§ **Provided text**
- Opening Delimiter -
I live in a tropical island paradise. It is an idyllic picture postcard world where you can escape the freezing northern hemisphere temperatures this time of the year.
But beyond the postcard smiles lies a cold reality because according to the Fiji Women’s Crisis Centre (FWCC) “Fiji's rates of violence against women are among the very highest in the world". The FWCC reports that 64% of women who have been in intimate relationships have experienced physical or sexual violence from their partner, including 61% who were physically attacked and 34% who were sexually abused.
However it is the season of peace, non-violence and hope and so as a feminist of faith what gives me hope is our Fijian faith leaders stepping up to declare “No” to Rape and “No” to Violence Against Women and Children. It is all part of a campaign produced for the House of Sarah, Supported by UN Women, Australian Aid and the European Union (see http://houseofsarah.org/)
The campaign which appeared on national television and in cinemas reached a wide audience - it is definitely more than symbolic gesture of goodwill. It is a vital reminder that what we must hear is not just the anguished demands of women and girls but the voice of community and faith leaders who can assist us to call out all forms of violence against women, to tackle the injustices which fuel the root causes of violence.
This is not the first time that faith leaders have united in this way. The World Council of Churches (WCC) has been speaking out against sexual abuse and other forms of violence against women for several decades. In the 1990s, the WCC held a Decade of Churches in Solidarity with Women, highlighting the efforts of those resisting all forms of gender violence, including the use of rape as a weapon of war. In June this year, the WCC relaunched its “Thursdays in Black” campaign, urging women and men to join the movement and stand up against a culture that enables rape and sexual violence to take place.
- Closing Delimiter -
§ **Problem to work on**
According to the text on violence against women in Fiji, what percentage of women in intimate relationships have experienced physical or sexual violence from their partner? The rows that follow come from a separate source.

§ **Data extracts**
- Opening Delimiter -
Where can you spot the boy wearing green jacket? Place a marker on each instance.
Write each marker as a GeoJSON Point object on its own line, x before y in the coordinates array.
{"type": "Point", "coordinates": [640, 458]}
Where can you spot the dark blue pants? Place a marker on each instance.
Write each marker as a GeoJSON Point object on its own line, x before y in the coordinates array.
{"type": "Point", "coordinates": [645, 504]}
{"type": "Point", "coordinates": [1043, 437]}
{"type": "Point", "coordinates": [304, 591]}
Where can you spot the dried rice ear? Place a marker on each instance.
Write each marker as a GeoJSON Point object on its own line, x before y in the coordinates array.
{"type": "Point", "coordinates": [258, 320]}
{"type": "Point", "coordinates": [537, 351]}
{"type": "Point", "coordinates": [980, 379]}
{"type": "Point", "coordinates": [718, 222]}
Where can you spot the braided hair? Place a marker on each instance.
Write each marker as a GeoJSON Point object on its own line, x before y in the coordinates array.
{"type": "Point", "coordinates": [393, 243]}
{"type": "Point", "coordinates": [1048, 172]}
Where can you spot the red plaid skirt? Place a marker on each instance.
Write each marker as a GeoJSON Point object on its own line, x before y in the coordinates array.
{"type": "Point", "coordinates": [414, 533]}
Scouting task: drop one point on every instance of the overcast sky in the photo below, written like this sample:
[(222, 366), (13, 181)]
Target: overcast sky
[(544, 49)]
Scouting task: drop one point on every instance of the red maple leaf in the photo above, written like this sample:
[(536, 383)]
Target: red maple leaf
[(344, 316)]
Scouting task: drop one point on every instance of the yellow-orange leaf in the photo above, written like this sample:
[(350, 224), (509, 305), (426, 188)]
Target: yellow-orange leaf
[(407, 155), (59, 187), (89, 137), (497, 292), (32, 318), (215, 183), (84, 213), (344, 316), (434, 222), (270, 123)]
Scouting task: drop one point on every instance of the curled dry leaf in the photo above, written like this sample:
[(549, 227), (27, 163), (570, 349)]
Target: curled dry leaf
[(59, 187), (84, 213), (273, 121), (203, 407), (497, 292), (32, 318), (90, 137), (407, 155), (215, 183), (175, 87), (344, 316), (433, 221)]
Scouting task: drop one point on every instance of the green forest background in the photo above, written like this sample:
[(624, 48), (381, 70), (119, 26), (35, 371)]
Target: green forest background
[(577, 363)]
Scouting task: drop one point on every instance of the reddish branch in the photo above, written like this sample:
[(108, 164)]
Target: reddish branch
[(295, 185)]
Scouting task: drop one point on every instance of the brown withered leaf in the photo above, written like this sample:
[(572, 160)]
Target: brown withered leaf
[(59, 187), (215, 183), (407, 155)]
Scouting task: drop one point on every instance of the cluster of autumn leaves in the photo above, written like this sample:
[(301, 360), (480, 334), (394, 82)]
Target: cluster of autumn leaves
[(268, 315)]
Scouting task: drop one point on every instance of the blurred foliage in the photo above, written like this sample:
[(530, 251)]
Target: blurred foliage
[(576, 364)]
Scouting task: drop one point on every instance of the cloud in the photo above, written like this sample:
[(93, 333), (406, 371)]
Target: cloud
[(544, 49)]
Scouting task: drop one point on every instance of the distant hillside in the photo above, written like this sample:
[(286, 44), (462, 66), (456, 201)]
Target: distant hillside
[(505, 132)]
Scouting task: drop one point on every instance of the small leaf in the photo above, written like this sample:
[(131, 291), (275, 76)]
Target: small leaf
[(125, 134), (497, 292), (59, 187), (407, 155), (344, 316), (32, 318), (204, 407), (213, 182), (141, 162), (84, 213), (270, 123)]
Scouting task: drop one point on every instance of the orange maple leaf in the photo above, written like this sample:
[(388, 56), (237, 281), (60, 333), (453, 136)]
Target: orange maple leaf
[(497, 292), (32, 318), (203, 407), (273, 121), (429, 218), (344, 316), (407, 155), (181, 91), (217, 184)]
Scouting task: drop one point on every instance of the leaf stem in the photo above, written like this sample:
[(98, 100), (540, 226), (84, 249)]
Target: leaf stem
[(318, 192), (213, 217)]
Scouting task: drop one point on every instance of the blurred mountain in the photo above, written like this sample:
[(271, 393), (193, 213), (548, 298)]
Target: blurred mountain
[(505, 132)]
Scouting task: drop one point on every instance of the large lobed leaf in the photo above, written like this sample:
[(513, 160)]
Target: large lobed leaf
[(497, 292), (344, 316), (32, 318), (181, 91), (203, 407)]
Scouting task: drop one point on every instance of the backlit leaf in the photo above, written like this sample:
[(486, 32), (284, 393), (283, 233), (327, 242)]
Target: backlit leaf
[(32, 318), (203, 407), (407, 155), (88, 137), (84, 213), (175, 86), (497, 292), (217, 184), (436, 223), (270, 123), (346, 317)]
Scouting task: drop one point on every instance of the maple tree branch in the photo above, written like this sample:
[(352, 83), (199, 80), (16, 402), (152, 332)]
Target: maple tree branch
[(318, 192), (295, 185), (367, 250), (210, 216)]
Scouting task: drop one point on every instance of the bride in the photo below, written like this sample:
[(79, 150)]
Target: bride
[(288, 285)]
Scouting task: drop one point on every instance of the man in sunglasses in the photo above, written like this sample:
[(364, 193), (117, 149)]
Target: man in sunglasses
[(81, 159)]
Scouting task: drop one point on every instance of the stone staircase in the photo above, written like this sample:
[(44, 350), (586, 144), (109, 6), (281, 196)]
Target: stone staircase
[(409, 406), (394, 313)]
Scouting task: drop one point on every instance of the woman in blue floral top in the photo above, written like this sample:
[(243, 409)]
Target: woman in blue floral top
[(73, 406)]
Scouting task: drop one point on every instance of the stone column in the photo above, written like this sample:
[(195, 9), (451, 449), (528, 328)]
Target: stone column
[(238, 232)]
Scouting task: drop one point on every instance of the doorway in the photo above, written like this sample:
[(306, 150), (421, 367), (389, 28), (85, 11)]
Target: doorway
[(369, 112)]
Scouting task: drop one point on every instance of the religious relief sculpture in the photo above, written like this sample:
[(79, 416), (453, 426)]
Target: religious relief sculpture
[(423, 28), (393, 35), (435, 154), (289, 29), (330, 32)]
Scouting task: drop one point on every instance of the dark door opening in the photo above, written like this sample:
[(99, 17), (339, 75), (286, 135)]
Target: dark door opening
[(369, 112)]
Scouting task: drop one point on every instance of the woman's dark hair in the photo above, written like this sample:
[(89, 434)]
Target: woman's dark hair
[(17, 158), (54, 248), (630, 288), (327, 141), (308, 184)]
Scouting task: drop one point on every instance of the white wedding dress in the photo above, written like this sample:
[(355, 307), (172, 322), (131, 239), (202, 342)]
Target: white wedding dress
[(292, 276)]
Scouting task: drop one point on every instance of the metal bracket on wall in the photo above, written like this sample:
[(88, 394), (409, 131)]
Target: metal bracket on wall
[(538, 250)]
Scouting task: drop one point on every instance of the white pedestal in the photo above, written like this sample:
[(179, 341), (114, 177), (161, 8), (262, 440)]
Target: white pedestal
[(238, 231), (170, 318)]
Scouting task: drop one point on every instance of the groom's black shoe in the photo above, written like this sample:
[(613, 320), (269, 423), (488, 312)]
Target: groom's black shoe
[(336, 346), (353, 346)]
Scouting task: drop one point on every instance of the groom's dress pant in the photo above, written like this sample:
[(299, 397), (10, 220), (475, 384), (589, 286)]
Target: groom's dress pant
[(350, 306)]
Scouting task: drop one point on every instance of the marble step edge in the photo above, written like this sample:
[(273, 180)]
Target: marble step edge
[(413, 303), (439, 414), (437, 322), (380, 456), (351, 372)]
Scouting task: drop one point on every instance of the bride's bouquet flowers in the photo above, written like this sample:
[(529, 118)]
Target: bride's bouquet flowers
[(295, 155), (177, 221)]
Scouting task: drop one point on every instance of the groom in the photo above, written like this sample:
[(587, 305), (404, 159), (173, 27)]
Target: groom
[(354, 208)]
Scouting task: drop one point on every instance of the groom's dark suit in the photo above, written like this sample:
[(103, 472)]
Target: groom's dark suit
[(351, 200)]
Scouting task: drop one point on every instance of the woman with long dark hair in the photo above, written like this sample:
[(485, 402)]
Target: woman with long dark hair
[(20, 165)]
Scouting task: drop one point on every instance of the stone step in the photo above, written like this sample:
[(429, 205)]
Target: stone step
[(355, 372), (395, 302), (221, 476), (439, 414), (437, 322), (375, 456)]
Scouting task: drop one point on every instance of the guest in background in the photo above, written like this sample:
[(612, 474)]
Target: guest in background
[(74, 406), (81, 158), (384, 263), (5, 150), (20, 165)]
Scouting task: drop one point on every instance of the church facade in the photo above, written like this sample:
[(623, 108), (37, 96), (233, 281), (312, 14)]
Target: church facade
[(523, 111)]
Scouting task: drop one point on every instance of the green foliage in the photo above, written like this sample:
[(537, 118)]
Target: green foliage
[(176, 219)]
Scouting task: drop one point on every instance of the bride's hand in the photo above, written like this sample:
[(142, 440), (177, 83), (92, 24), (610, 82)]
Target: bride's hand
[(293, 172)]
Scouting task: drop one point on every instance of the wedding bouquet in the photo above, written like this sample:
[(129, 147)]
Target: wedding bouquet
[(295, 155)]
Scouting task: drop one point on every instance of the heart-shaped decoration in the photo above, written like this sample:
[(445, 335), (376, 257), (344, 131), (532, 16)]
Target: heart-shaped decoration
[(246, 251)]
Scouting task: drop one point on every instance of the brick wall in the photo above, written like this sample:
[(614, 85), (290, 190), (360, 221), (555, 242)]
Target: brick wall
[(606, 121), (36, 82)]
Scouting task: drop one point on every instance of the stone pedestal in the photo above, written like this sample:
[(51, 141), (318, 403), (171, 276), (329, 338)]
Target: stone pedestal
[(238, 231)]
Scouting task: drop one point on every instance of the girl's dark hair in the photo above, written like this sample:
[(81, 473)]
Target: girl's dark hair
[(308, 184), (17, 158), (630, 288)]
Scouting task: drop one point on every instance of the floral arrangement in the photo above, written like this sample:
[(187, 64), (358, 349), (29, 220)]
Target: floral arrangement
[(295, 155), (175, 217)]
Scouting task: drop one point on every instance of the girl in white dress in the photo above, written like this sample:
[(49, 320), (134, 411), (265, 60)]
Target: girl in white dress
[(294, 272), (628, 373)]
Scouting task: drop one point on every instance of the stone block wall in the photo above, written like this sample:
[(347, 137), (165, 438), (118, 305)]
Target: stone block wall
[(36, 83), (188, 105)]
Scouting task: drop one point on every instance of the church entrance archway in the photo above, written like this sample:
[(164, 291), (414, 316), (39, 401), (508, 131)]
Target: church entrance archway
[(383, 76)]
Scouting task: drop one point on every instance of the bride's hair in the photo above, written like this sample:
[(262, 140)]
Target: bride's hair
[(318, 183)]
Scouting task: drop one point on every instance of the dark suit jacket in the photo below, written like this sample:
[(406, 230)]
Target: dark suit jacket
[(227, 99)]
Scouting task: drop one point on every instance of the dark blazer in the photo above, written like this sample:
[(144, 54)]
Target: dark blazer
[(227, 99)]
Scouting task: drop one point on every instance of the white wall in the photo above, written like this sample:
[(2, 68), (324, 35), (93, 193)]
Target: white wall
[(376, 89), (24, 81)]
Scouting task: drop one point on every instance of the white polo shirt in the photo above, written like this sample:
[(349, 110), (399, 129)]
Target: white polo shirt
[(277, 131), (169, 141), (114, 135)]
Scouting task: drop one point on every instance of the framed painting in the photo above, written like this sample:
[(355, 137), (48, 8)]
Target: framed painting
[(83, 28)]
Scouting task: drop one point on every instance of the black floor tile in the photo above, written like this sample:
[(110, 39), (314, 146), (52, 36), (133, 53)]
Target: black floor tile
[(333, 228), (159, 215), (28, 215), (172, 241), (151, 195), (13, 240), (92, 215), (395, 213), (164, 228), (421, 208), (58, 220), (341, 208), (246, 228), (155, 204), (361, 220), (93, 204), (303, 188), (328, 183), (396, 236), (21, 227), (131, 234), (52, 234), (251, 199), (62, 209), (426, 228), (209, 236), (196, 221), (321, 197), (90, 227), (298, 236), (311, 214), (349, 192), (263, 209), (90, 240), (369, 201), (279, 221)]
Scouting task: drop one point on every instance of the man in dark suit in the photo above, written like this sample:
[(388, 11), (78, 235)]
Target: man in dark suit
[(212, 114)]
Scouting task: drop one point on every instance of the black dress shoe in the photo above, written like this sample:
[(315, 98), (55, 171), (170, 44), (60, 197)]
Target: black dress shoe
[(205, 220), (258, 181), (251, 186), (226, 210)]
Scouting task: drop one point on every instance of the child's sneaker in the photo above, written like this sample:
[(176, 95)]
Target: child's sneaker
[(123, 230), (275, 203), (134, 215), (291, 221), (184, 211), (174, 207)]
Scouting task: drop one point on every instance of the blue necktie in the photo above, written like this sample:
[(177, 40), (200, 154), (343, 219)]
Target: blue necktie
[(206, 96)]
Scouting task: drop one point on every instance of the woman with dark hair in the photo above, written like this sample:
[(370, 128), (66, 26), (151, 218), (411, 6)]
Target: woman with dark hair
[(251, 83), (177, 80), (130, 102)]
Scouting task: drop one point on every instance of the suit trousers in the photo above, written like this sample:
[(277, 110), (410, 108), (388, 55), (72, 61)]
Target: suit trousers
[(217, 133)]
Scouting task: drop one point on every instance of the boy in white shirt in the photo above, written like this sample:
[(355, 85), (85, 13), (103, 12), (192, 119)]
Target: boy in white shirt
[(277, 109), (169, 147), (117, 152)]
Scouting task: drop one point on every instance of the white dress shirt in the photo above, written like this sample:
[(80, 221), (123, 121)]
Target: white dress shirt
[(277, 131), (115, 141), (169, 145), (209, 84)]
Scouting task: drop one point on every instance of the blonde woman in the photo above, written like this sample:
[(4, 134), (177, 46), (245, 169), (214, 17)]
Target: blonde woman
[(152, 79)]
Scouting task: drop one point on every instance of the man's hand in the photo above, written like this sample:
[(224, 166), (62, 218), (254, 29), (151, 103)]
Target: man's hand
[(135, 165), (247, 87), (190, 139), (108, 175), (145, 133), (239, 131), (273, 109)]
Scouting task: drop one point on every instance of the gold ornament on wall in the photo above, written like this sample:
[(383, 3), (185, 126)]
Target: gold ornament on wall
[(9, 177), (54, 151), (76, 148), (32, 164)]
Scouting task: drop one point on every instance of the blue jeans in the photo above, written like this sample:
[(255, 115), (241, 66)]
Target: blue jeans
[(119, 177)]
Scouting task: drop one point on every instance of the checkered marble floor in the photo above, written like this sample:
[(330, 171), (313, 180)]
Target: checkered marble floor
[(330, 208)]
- Closing Delimiter -
§ **Problem solution**
64%